_What is needed_
Locate each line in the records below that contains the string "climbing", and copy those lines.

_Listed records_
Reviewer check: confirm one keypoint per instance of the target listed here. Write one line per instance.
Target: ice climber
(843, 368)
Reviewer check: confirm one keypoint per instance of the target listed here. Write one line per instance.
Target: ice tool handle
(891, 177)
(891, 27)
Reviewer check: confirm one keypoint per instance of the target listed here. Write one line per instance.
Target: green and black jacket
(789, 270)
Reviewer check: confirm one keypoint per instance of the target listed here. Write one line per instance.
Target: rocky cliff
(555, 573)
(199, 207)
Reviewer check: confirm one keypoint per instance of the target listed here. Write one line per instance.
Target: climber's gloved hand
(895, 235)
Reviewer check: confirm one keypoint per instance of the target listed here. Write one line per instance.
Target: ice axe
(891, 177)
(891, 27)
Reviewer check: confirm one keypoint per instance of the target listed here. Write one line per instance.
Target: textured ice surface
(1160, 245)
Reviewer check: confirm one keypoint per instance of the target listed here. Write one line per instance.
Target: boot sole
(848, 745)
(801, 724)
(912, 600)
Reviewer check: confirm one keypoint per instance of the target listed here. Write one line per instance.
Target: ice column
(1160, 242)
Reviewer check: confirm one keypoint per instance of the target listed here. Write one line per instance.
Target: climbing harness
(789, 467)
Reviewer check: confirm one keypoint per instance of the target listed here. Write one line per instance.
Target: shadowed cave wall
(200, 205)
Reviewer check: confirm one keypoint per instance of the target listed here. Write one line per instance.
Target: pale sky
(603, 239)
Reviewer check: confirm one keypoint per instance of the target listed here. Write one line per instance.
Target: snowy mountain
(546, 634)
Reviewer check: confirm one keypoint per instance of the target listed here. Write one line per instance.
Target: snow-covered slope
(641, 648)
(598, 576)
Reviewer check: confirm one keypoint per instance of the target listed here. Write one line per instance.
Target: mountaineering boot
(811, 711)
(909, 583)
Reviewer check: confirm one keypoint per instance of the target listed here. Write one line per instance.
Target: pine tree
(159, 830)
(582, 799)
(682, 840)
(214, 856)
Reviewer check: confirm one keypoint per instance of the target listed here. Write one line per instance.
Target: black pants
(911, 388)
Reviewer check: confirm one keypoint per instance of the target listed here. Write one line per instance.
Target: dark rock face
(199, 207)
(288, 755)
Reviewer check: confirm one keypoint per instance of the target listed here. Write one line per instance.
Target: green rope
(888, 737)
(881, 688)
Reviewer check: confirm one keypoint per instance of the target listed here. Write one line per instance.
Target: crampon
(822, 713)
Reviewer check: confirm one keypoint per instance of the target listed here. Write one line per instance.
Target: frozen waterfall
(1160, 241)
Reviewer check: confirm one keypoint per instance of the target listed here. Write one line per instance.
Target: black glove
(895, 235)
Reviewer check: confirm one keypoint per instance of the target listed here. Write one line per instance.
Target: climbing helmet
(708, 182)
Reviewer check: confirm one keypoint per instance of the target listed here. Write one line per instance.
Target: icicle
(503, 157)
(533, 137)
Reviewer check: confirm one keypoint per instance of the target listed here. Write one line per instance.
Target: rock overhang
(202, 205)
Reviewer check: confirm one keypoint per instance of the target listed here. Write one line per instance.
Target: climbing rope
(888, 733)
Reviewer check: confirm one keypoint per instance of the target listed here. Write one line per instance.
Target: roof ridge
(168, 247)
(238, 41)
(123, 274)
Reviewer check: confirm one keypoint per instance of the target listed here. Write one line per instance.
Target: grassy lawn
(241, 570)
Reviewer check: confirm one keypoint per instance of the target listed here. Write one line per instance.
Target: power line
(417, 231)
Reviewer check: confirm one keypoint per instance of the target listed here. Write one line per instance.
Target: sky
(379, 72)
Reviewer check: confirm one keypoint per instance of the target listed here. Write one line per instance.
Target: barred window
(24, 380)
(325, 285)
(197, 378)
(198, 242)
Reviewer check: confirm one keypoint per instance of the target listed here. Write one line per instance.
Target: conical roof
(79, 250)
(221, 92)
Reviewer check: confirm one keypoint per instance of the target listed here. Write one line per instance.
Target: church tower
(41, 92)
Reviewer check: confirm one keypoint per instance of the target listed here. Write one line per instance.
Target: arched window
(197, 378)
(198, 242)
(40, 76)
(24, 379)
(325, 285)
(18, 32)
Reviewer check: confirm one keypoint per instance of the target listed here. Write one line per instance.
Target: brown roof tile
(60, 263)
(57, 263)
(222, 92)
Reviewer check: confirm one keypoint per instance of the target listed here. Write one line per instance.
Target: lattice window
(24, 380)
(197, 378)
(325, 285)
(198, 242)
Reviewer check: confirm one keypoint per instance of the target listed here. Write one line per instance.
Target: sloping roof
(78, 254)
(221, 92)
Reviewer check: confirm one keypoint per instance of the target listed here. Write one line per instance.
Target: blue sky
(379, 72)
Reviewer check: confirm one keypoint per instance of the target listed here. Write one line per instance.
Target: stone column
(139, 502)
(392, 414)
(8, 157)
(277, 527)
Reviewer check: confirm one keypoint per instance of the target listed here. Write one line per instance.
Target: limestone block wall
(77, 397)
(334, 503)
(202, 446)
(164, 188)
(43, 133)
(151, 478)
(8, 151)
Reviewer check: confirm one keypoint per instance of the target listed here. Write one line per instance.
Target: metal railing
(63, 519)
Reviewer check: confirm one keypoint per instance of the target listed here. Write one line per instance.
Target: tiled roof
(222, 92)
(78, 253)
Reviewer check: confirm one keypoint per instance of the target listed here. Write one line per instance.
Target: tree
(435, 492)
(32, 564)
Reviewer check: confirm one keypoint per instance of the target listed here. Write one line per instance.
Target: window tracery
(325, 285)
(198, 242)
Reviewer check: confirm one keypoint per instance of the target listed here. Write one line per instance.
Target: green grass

_Result of the exercise_
Target: climbing harness
Target: climbing helmet
Target: climbing rope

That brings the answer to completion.